### Excerpt to read
Trumpcare’s ‘Orphans’ Must Search for New Homes

Once again, the crusade to defund Planned Parenthood will need a new, must-pass piece of legislation to hide in to overcome its unpopularity. Photo: SAUL LOEB/AFP/Getty Images

Unless something very unlikely occurs in the next few days, the seven-year GOP campaign to repeal and/or replace Obamacare has ended for the time being. Most of the discussion over what happens next involves possible bipartisan measures that might stabilize individual insurance markets, if Republicans can bring themselves to “save” Obamacare.

But there are features in the House-passed American Health Care Act and the Senate-stalled Better Care Reconciliation Act that are not just going to go away. They may well pop up in different legislative vehicles very soon.

The most obvious “orphan” is the right-to-life movement’s chief federal legislative goal, the defunding of Planned Parenthood, to which the vast majority of congressional Republicans and a handful of Democrats are committed. Demands to kill all federal funding for the reproductive health services organization very nearly precipitated a government shutdown in 2015. And GOP leaders pushed it into this year’s health-care bills in no small part to keep it away from must-pass appropriations measures.

Data items
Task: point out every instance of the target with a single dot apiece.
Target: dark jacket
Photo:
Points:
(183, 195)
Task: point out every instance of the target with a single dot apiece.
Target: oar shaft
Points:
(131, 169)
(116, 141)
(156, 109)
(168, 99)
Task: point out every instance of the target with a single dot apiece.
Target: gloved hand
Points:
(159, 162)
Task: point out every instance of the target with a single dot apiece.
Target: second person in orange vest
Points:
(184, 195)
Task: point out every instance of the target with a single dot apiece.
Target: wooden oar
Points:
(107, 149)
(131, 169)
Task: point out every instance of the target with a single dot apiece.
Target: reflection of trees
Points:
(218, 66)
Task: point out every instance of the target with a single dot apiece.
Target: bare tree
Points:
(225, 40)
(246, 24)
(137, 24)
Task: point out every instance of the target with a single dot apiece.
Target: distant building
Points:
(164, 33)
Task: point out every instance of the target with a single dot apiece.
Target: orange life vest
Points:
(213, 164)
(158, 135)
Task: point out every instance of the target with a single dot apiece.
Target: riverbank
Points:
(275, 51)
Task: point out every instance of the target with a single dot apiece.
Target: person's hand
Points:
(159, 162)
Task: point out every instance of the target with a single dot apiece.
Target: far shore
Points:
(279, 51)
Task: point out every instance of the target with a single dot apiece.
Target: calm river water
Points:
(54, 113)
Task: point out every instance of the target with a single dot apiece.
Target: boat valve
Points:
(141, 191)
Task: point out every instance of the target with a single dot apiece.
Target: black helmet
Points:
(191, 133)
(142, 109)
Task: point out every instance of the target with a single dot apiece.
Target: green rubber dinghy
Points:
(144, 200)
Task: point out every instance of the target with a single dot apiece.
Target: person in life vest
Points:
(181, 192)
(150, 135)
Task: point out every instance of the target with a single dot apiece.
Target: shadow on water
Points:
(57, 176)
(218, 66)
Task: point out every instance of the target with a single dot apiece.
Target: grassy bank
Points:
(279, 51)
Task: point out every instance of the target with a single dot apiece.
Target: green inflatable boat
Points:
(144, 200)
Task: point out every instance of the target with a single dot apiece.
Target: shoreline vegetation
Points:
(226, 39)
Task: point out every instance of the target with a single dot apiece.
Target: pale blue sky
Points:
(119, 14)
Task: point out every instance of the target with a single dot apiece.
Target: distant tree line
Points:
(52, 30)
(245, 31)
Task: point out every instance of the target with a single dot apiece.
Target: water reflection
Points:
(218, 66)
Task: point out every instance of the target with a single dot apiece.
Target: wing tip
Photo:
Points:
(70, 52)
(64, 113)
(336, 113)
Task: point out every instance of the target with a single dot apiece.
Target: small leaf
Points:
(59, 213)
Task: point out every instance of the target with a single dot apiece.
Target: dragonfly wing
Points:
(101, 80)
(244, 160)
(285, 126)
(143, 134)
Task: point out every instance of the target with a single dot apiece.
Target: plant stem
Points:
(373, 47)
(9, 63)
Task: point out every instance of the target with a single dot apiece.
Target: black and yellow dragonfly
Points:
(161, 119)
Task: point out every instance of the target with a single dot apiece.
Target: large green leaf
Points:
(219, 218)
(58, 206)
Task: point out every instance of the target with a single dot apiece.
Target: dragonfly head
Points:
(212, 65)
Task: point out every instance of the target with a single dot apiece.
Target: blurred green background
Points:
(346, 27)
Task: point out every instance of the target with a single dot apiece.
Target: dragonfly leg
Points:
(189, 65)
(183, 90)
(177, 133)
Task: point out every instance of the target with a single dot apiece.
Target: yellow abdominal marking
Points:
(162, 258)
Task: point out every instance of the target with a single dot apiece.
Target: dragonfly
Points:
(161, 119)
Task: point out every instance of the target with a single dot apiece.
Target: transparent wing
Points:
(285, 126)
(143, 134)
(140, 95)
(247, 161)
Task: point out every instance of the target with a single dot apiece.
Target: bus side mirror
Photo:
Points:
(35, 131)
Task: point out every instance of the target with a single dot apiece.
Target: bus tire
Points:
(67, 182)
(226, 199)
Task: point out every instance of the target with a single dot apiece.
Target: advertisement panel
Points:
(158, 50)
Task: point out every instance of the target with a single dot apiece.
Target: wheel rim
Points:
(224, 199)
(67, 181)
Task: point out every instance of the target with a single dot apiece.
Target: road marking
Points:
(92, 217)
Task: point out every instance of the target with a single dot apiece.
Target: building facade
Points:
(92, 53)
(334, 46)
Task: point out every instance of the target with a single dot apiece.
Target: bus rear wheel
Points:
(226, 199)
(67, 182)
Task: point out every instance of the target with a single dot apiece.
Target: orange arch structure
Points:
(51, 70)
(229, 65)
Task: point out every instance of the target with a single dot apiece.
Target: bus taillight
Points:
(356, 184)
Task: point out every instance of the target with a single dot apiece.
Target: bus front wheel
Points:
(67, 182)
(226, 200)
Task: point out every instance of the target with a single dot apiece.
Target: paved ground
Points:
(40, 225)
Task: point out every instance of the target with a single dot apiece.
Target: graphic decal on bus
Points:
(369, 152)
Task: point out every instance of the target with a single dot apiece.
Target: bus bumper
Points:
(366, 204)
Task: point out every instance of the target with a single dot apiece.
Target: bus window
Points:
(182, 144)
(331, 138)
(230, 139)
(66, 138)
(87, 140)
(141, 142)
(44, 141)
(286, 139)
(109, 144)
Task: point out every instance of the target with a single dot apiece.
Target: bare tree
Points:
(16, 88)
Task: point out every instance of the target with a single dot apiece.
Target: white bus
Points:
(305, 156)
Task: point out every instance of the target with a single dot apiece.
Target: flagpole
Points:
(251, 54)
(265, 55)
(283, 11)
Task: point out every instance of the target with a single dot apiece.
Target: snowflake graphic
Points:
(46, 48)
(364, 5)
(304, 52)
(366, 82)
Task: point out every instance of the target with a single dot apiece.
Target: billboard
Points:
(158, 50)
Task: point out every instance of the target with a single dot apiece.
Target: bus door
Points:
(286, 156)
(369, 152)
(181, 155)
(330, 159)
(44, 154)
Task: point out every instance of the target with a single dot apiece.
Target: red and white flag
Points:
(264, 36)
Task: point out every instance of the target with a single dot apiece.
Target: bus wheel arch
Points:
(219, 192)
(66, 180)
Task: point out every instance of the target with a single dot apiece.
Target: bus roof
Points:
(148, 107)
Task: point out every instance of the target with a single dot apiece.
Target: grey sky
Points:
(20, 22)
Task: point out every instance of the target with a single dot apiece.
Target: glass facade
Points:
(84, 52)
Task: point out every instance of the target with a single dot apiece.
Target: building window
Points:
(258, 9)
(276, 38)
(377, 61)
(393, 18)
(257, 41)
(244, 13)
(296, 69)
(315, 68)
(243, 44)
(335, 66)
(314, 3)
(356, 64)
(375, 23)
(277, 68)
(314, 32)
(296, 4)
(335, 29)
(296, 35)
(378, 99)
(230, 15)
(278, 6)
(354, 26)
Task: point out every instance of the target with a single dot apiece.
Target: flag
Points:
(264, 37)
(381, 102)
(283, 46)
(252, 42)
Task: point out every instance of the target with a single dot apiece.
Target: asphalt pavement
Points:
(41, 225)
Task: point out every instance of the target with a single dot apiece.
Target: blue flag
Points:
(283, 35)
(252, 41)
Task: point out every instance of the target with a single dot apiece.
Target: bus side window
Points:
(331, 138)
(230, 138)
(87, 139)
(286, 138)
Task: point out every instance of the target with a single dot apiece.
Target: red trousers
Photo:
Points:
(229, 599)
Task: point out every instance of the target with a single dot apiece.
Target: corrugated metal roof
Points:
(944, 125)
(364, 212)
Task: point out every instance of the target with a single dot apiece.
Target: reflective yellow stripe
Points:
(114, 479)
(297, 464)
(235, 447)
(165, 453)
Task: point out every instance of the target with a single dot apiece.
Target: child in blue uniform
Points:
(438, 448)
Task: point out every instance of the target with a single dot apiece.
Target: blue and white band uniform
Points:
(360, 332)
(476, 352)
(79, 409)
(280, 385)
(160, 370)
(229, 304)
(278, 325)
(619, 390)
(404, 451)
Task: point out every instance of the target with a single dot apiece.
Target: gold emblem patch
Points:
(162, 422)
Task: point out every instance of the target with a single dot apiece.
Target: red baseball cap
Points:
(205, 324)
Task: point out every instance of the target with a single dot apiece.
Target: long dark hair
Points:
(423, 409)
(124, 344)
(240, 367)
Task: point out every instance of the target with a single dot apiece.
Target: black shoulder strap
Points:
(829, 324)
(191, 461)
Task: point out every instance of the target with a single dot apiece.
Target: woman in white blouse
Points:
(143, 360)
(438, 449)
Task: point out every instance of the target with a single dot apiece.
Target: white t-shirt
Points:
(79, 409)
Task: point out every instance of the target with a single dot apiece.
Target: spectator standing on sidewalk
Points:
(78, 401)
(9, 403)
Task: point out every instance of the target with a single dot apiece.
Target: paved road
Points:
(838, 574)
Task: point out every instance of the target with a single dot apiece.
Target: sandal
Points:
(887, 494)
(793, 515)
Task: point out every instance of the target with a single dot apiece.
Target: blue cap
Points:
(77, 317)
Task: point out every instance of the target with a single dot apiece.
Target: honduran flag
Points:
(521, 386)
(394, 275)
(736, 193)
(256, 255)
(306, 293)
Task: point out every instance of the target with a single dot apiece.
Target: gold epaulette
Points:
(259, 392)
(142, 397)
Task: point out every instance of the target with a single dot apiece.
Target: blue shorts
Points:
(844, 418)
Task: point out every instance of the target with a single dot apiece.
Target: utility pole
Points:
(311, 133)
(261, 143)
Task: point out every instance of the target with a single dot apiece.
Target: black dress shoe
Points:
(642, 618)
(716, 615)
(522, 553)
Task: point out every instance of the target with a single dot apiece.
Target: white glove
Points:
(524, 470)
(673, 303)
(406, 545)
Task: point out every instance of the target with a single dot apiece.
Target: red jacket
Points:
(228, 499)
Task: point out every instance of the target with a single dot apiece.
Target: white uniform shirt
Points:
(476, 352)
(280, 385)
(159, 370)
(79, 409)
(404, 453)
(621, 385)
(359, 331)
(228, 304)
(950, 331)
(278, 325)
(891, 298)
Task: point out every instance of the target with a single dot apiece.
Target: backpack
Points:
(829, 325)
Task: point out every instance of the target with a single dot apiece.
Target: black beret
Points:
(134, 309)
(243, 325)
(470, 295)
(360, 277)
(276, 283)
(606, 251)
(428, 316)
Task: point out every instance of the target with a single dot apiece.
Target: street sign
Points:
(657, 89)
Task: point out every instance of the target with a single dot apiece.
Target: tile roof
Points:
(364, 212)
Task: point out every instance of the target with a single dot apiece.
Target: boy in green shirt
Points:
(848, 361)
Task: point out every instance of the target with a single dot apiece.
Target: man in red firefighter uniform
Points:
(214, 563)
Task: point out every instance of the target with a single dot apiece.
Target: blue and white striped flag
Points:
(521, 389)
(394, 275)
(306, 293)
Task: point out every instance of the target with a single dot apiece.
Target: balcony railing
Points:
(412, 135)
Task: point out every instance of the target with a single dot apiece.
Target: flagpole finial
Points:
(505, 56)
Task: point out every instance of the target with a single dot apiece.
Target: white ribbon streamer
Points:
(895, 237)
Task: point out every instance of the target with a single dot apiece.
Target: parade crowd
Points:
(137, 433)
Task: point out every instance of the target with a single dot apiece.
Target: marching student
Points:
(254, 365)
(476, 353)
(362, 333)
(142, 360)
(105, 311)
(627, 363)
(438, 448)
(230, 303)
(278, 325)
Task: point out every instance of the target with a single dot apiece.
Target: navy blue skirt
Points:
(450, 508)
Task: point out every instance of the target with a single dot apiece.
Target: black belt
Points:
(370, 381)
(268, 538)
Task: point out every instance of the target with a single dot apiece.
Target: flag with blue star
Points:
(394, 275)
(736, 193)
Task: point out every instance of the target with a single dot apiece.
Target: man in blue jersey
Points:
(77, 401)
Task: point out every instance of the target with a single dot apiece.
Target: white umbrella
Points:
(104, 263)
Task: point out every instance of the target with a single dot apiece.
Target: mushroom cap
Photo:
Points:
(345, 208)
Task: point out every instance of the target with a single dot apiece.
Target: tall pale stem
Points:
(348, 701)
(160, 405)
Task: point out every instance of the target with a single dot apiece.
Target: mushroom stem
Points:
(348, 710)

### Task details
Continue the article on the Republican health-care bills' "orphan" provisions from the point where it stops.

### Response to this task
So anti-abortion activists will quickly find another avenue for continuing their crusade against Planned Parenthood. It could simply be shifted into the fiscal year 2018 budget bill that is designed to enact tax cuts and perhaps some major spending cuts. Or, more threateningly, its proponents could insist on its inclusion in must-pass debt-limit or year-end appropriations bills, raising the specter of a debt default or a government shutdown. The thing to understand here is that the RTL movement has a long-term mortgage on the soul of the GOP, and a big balloon payment is now past due. It will be very difficult for congressional Republicans to get through this year without defunding Planned Parenthood: The defunding would be too unpopular to pass as a stand-alone measure in an election year, and the RTL folk will not want to take the risk of Republicans losing the House.

A less urgent but still important AHCA/BCRA provision that will need a new home is the Medicaid per capita cap, which, like Planned Parenthood defunding, had nothing to do with Obamacare and everything to do with making conservatives happy. For the right, it was a little bit of heavenly “entitlement reform” folded into the hellish task of repealing and replacing the Affordable Care Act.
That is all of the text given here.